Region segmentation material
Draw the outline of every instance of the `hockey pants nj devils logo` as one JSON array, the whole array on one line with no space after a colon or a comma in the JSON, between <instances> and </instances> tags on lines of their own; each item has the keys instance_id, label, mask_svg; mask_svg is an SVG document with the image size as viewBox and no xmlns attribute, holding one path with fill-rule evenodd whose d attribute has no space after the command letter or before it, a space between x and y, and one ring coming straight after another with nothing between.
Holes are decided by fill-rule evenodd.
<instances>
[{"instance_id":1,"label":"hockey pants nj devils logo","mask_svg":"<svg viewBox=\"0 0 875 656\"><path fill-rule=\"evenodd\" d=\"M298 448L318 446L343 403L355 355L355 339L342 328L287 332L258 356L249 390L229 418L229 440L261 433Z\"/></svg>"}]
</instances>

## [Written instruction]
Lay out every line of the material above as a Markdown table with the columns Row and Line, numbering the rows and omitting blank lines.

## [Full response]
| Row | Line |
|---|---|
| 1 | Draw the outline of every instance of the `hockey pants nj devils logo` as one JSON array, the whole array on one line with no space after a colon or a comma in the JSON, between <instances> and </instances> tags on lines of their own; each item has the keys instance_id, label, mask_svg; mask_svg is an SVG document with the image size as viewBox and no xmlns attribute, holding one path with fill-rule evenodd whose d attribute has no space after the command letter or before it, a space between x and y, and one ring coming straight after another with nothing between. |
| 2 | Holes are decided by fill-rule evenodd. |
| 3 | <instances> |
| 4 | [{"instance_id":1,"label":"hockey pants nj devils logo","mask_svg":"<svg viewBox=\"0 0 875 656\"><path fill-rule=\"evenodd\" d=\"M298 448L318 446L343 403L355 355L355 339L342 328L287 332L258 356L249 390L229 418L229 440L261 433Z\"/></svg>"}] |
| 5 | </instances> |